§ Stored data entries
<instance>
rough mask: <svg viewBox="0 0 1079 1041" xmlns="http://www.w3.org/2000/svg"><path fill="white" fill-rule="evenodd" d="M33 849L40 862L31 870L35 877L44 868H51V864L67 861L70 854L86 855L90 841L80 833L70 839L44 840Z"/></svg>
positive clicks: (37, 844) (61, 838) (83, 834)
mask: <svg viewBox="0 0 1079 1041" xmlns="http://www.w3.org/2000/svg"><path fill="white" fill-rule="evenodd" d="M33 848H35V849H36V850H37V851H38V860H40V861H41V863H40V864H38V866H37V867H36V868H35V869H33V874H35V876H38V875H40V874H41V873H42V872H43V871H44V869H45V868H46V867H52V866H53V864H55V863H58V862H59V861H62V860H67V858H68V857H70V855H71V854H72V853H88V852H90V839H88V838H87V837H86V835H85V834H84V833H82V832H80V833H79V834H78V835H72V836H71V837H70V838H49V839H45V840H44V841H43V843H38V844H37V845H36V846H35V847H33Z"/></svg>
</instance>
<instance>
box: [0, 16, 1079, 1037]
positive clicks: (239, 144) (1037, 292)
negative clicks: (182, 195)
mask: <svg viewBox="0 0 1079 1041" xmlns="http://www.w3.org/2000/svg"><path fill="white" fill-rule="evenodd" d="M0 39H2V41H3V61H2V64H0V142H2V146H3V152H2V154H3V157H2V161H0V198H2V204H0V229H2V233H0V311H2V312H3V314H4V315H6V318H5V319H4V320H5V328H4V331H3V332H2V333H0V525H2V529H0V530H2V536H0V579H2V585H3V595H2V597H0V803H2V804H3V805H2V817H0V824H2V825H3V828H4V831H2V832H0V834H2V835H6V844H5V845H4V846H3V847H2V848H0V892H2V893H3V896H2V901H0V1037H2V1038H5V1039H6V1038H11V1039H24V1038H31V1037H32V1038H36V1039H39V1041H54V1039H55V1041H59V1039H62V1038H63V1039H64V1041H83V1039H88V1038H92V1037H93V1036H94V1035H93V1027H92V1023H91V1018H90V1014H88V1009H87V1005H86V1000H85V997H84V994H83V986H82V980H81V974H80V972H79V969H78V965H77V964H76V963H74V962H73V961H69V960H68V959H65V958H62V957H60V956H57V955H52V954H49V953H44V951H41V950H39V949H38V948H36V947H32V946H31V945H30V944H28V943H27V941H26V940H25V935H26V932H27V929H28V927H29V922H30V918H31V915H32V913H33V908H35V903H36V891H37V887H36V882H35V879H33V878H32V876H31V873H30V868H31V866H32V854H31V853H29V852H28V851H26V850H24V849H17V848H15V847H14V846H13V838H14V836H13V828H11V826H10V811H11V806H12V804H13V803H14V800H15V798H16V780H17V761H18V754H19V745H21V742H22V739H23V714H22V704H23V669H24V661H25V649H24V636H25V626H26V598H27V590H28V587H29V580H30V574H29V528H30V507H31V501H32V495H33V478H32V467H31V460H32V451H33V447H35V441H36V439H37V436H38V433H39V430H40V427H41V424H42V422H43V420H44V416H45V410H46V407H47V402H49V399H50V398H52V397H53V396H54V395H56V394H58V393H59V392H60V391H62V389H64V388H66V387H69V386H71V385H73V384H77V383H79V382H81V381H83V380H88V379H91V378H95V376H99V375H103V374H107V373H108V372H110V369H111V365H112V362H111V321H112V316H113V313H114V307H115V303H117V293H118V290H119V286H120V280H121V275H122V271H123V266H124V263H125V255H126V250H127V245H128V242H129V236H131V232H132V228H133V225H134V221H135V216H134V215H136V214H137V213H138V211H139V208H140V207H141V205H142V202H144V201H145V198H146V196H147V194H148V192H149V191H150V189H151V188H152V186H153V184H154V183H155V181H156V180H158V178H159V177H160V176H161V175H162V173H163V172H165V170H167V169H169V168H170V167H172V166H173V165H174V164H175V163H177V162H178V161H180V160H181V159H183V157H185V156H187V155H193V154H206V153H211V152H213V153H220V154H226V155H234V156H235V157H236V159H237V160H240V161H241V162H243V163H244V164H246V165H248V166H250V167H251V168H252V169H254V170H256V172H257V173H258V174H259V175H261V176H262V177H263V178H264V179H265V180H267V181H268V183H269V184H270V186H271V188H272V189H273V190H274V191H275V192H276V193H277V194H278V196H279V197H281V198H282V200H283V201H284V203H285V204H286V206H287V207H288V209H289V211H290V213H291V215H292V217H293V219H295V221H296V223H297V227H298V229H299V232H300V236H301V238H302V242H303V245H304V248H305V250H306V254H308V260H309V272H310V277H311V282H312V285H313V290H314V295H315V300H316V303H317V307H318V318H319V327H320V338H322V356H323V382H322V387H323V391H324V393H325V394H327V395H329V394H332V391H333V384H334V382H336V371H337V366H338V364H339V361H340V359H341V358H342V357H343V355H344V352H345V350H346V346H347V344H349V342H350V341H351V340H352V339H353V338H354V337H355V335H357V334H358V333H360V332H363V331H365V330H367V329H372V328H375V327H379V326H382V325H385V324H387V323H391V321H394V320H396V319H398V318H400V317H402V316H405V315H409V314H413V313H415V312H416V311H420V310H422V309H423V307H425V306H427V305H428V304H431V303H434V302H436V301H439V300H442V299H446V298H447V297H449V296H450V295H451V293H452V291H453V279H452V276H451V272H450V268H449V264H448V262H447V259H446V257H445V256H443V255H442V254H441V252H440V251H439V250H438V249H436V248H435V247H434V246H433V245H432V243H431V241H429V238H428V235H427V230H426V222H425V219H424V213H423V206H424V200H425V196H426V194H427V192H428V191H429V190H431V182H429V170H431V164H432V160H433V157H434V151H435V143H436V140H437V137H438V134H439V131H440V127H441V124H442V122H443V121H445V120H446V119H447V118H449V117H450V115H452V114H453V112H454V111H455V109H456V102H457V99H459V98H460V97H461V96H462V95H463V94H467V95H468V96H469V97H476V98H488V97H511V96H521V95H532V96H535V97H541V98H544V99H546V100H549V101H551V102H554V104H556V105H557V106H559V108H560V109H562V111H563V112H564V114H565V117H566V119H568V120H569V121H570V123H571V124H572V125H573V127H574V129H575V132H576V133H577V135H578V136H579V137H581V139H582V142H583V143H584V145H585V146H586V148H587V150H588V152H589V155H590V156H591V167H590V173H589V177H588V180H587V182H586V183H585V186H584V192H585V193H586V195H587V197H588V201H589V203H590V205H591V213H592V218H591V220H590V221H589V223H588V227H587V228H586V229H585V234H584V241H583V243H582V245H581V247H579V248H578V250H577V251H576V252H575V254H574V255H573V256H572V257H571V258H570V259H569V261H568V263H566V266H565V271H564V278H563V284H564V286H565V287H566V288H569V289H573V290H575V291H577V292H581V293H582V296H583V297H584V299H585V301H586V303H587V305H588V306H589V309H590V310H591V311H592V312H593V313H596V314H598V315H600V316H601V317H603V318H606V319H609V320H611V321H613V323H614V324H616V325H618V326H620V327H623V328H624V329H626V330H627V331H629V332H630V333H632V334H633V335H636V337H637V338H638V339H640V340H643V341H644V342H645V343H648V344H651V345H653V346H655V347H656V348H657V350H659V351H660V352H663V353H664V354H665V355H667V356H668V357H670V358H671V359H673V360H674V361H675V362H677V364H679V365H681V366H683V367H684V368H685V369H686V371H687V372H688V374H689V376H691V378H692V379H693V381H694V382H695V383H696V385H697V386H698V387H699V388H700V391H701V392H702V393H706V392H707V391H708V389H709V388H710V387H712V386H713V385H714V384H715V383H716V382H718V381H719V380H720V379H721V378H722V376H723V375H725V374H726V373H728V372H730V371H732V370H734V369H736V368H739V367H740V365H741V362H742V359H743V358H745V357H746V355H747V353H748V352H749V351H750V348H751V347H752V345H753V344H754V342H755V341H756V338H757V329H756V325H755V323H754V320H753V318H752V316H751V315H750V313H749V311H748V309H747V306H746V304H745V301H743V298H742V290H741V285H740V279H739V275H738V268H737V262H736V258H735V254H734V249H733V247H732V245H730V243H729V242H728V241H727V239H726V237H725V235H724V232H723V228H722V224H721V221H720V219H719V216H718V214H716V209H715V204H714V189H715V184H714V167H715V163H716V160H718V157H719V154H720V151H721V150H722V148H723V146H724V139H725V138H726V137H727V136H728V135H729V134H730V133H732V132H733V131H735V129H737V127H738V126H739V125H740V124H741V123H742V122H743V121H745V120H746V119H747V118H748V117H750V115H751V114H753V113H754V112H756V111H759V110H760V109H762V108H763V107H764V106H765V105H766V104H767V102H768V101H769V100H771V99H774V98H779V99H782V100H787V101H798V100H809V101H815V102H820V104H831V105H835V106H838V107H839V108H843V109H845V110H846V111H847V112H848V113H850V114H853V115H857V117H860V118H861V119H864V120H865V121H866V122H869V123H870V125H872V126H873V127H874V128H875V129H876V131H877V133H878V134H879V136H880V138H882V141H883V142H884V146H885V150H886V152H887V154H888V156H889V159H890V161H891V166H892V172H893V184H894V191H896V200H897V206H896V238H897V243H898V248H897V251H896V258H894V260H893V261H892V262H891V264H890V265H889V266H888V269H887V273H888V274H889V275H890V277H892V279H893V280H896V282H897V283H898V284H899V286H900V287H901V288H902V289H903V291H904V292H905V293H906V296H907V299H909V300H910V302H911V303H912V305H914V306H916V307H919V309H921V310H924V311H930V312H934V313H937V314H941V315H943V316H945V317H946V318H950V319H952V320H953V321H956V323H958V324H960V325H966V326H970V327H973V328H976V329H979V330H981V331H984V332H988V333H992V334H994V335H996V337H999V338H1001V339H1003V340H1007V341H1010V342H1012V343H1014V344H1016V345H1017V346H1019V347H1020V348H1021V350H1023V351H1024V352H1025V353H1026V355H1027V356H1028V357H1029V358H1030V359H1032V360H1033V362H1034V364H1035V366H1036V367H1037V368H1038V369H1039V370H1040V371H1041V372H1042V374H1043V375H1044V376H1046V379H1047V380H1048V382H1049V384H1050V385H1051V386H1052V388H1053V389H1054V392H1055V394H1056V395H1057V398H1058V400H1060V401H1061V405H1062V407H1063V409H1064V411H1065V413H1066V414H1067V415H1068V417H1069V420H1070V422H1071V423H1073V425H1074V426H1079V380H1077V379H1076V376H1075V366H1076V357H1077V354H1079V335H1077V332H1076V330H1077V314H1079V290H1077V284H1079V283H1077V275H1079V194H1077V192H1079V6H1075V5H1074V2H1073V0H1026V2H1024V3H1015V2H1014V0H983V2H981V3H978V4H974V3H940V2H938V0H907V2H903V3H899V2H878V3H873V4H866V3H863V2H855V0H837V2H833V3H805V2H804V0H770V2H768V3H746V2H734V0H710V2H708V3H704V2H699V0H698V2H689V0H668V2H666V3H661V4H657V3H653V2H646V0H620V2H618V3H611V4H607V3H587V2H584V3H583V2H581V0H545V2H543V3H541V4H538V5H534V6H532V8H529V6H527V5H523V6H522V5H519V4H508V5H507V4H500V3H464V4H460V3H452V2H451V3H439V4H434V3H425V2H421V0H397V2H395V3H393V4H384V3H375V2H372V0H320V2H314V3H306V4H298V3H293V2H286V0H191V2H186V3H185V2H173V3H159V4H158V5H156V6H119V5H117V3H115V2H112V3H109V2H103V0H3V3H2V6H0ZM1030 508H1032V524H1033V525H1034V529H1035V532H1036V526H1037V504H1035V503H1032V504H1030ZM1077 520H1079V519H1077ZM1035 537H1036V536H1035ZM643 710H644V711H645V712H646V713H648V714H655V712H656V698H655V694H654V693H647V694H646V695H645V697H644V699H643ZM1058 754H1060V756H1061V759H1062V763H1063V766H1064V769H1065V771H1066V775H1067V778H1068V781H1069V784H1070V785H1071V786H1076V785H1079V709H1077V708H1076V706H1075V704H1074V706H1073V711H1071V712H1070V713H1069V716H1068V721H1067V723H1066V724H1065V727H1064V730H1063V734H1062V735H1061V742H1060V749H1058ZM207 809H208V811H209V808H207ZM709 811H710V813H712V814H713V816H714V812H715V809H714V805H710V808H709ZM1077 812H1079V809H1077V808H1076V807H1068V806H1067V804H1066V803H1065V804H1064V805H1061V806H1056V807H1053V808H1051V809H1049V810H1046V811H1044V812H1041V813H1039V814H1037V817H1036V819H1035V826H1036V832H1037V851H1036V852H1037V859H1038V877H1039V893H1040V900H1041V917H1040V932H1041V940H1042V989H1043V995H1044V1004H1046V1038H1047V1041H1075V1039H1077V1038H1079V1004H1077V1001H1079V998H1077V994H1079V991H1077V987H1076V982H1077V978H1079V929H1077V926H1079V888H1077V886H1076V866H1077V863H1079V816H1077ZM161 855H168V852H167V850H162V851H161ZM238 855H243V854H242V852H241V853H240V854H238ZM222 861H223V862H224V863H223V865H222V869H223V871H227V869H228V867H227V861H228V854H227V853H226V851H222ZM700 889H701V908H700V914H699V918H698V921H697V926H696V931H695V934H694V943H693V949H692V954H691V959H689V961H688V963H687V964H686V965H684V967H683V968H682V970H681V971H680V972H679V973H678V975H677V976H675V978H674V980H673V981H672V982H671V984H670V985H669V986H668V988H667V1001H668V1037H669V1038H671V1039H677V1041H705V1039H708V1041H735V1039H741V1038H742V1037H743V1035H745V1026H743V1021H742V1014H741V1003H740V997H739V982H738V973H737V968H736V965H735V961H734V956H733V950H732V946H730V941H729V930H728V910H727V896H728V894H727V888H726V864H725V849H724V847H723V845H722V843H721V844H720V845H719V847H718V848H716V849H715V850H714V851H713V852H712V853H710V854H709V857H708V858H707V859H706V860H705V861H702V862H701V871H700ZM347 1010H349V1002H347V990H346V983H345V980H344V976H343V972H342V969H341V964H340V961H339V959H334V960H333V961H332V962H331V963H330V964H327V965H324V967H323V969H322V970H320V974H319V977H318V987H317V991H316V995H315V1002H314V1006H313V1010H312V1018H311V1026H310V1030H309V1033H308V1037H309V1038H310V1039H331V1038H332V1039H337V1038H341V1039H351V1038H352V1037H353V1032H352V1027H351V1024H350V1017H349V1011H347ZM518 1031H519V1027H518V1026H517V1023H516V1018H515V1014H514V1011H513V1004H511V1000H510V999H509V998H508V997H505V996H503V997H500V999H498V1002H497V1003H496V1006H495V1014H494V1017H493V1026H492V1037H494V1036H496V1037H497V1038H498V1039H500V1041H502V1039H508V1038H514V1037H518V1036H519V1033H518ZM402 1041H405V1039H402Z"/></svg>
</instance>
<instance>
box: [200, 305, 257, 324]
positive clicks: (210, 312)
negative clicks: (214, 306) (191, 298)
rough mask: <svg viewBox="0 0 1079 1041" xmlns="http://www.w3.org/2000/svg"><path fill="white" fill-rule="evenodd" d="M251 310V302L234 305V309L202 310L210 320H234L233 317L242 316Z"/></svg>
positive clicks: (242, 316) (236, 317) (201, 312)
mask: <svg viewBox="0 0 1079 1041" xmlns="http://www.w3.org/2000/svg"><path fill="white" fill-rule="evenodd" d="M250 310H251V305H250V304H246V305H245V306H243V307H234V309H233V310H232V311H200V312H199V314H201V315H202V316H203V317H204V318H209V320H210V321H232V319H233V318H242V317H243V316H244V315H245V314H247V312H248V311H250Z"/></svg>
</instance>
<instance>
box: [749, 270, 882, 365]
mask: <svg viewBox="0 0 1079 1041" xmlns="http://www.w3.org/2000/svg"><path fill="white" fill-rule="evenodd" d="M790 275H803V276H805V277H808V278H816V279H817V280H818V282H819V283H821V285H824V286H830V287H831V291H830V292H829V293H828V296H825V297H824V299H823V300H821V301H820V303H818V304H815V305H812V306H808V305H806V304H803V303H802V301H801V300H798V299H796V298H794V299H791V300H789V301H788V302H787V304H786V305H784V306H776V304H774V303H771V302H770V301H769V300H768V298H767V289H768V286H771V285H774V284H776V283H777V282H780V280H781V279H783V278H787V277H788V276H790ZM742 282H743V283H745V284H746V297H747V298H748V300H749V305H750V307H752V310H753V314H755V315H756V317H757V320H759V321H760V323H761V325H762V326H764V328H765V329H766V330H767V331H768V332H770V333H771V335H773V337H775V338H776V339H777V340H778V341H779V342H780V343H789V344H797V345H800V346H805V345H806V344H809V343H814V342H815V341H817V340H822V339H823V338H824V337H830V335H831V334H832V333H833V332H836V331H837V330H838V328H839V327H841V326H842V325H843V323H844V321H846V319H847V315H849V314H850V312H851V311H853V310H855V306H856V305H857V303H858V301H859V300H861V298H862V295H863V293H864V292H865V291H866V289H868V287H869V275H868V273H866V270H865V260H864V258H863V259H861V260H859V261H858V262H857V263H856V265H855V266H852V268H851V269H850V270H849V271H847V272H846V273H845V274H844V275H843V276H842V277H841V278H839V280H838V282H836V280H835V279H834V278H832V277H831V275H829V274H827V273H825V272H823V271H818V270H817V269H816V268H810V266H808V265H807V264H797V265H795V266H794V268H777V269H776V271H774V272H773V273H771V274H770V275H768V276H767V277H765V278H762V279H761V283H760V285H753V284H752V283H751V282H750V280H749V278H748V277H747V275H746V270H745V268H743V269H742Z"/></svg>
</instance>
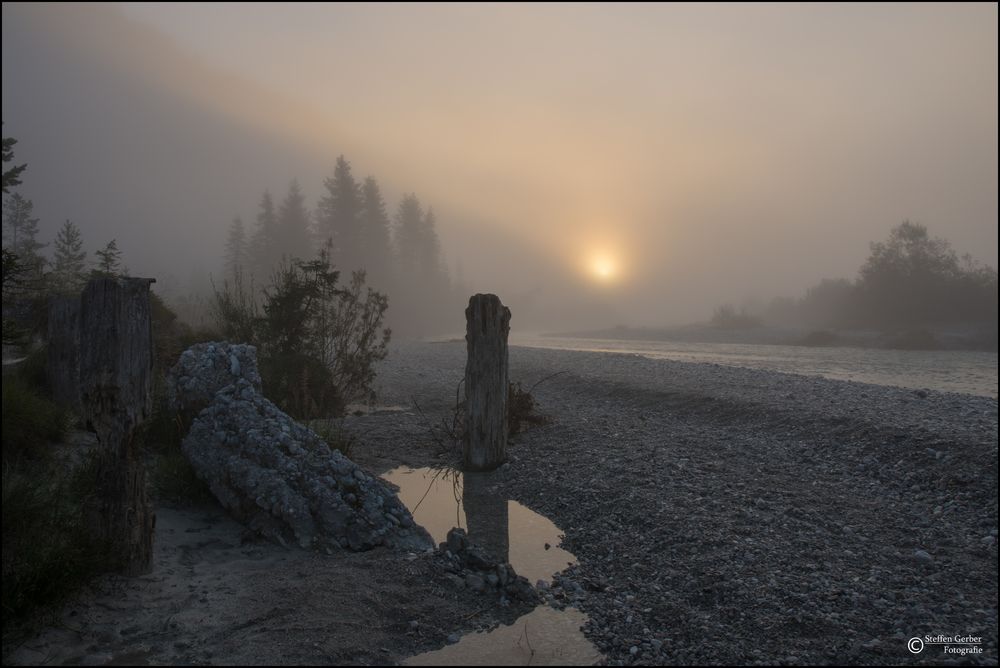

§ Task instructions
Which lines above hold the string "negative"? Please copy all of them.

§ Answer to this exercise
negative clicks: (182, 195)
negative clicks: (214, 306) (191, 298)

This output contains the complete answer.